[Natural language region descriptions]
# # # #

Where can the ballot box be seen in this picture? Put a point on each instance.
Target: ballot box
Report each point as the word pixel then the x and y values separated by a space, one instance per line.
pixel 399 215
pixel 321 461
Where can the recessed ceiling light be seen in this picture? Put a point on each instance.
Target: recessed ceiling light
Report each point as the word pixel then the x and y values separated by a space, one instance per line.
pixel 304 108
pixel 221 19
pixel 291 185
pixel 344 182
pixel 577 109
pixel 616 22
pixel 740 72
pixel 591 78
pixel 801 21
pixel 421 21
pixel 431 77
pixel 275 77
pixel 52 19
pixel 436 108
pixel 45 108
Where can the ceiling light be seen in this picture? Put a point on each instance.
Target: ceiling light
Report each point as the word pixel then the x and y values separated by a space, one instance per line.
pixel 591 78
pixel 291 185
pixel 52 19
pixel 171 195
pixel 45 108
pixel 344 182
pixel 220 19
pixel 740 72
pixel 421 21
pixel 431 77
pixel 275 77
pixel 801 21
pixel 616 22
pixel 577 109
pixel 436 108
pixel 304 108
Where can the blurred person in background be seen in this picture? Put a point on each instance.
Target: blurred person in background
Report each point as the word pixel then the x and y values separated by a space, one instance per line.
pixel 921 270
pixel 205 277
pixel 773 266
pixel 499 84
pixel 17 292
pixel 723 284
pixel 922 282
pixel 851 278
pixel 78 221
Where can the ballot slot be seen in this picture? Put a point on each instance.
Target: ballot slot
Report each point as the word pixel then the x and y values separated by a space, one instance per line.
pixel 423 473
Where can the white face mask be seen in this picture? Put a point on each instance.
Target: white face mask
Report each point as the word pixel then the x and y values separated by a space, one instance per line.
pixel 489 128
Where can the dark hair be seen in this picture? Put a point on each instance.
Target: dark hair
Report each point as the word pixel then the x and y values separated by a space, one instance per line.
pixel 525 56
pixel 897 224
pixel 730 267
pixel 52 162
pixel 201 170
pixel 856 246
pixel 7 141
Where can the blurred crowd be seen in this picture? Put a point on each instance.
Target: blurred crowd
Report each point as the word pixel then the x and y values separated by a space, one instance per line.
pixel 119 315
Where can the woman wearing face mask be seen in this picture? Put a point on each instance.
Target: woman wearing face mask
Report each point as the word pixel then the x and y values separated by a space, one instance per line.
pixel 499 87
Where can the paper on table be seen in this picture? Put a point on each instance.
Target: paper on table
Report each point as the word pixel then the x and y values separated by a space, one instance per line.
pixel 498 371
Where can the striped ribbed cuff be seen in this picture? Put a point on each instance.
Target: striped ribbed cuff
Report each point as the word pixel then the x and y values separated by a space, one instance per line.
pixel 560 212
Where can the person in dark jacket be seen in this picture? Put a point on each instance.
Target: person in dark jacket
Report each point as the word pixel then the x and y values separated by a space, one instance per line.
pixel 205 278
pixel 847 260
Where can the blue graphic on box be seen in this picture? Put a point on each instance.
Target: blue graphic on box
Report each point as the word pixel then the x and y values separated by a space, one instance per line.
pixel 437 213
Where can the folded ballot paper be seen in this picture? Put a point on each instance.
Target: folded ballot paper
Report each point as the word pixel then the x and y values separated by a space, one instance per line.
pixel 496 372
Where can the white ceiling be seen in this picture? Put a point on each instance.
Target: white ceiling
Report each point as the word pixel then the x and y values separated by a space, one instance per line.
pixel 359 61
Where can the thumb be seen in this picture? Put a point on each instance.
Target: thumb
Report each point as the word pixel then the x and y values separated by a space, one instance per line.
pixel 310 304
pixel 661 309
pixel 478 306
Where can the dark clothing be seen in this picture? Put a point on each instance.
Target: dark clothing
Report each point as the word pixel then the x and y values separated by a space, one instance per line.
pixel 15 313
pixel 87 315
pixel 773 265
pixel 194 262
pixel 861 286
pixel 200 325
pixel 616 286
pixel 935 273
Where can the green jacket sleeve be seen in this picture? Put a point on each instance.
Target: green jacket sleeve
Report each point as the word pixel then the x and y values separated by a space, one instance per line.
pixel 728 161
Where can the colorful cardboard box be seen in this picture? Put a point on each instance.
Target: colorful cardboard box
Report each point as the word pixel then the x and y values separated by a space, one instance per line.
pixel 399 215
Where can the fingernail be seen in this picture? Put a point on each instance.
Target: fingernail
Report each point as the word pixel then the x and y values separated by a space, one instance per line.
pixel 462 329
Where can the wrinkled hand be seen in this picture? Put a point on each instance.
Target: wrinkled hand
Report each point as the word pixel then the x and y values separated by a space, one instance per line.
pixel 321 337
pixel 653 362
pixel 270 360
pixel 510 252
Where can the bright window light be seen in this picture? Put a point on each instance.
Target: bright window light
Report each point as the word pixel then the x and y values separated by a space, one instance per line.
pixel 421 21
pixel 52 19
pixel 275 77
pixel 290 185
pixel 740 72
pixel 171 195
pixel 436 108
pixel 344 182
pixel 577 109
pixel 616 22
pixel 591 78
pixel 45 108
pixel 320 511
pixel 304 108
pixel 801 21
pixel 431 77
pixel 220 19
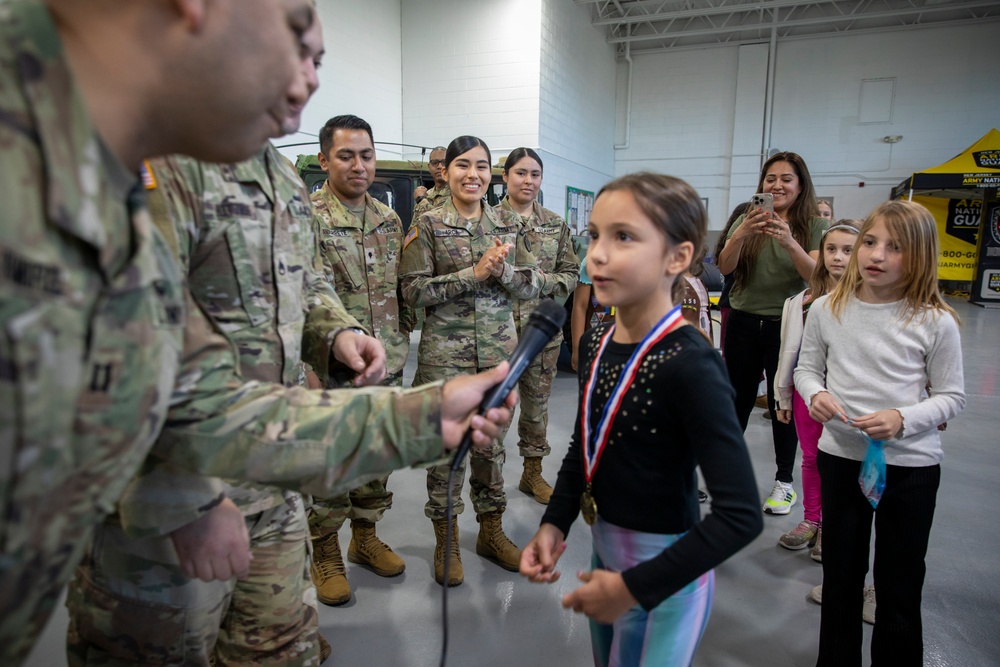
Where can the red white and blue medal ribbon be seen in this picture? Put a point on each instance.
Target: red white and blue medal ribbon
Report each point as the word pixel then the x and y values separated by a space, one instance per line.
pixel 593 447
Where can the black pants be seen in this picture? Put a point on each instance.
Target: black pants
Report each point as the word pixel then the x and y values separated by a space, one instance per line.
pixel 902 527
pixel 751 347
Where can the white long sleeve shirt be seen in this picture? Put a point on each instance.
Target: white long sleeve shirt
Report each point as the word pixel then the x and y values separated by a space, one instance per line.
pixel 871 359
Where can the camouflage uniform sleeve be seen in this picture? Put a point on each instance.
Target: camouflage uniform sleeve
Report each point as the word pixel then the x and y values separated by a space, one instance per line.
pixel 161 498
pixel 325 316
pixel 563 280
pixel 420 286
pixel 522 279
pixel 323 442
pixel 407 313
pixel 421 207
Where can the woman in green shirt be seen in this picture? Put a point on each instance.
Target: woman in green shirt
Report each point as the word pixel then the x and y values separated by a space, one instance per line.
pixel 771 256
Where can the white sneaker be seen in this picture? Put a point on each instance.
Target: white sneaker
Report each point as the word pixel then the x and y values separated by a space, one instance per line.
pixel 868 610
pixel 782 498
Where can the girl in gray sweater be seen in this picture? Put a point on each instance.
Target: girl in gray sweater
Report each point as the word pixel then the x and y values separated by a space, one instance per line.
pixel 872 352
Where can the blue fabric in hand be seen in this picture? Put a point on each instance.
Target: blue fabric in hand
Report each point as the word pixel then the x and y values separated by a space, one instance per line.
pixel 872 477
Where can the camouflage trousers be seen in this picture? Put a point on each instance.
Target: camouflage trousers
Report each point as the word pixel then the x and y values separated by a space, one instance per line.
pixel 486 481
pixel 132 604
pixel 368 502
pixel 30 587
pixel 535 387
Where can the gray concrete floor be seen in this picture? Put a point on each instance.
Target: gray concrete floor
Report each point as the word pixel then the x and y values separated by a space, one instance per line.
pixel 760 615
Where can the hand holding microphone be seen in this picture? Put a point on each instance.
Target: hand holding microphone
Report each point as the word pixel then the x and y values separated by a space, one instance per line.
pixel 543 325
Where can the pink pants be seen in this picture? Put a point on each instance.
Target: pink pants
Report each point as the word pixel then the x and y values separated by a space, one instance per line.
pixel 808 431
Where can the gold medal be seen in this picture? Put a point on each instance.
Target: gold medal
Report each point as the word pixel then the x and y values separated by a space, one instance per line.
pixel 588 507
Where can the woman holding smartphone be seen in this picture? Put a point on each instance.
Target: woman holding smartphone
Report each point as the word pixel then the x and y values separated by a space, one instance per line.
pixel 771 256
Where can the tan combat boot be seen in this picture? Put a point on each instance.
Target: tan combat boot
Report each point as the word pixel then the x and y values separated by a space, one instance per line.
pixel 456 575
pixel 328 573
pixel 532 481
pixel 492 543
pixel 367 549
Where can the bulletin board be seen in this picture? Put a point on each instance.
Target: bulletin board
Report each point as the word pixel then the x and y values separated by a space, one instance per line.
pixel 578 206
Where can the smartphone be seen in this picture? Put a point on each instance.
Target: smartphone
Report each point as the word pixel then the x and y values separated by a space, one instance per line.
pixel 762 200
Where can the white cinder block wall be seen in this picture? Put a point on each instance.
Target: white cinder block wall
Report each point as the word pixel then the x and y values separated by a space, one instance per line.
pixel 577 103
pixel 361 73
pixel 684 111
pixel 470 67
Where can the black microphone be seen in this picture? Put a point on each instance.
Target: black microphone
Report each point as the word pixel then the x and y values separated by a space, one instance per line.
pixel 543 325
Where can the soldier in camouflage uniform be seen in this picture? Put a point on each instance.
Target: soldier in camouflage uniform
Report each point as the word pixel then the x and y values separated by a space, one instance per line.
pixel 457 264
pixel 546 236
pixel 103 349
pixel 361 240
pixel 246 240
pixel 91 303
pixel 440 193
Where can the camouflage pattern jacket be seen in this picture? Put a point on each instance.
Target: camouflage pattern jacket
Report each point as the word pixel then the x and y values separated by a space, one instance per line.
pixel 435 197
pixel 100 339
pixel 546 237
pixel 361 260
pixel 468 324
pixel 246 241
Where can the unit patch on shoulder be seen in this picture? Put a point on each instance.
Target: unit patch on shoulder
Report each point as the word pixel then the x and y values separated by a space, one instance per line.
pixel 147 176
pixel 410 236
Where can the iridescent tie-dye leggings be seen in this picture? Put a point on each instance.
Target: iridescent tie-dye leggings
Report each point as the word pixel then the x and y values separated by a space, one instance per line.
pixel 666 636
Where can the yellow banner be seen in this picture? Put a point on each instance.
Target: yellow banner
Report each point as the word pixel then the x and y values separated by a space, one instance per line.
pixel 958 227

# # # #

# Task:
Copy out, word for word, the part of the entries above that begins at the line with "Target: white ceiling" and ends at the line with "Target: wrinkled hand", including both.

# Response:
Target: white ceiling
Report each point as the word pixel then the x and y values separated by a space, one instance per line.
pixel 359 61
Where can the thumb be seen in this picture? Put a point on each instance.
Target: thumb
Report each point as the word pixel then the x and y values separated by a space, one instance per line.
pixel 310 304
pixel 661 309
pixel 478 306
Where can the dark clothing be seen in this picture? Put a point on each instance.
Target: dark clothing
Report each point as the word pixel then the x and y values separated by a space, one instance per line.
pixel 15 313
pixel 87 315
pixel 773 265
pixel 194 262
pixel 861 286
pixel 200 325
pixel 616 286
pixel 935 273
Where can the green jacket sleeve be seen in this picture? Put a point on each instance.
Target: green jacket sleeve
Report each point as the word pixel then the x and y values separated by a space, one instance per line.
pixel 728 161
Where can the colorful cardboard box be seen in this picture? Put a point on each instance.
Target: colorful cardboard box
Report each point as the word pixel then the x and y values separated by a space, one instance per line.
pixel 399 215
Where can the fingernail be seen in this picture? Put a point on each instance.
Target: fingernail
Report each point as the word pixel then the x and y values separated by a space, one instance per line.
pixel 462 329
Where can the wrinkled hand be seen in this picture? Put a point on each instance.
Target: wrinkled hand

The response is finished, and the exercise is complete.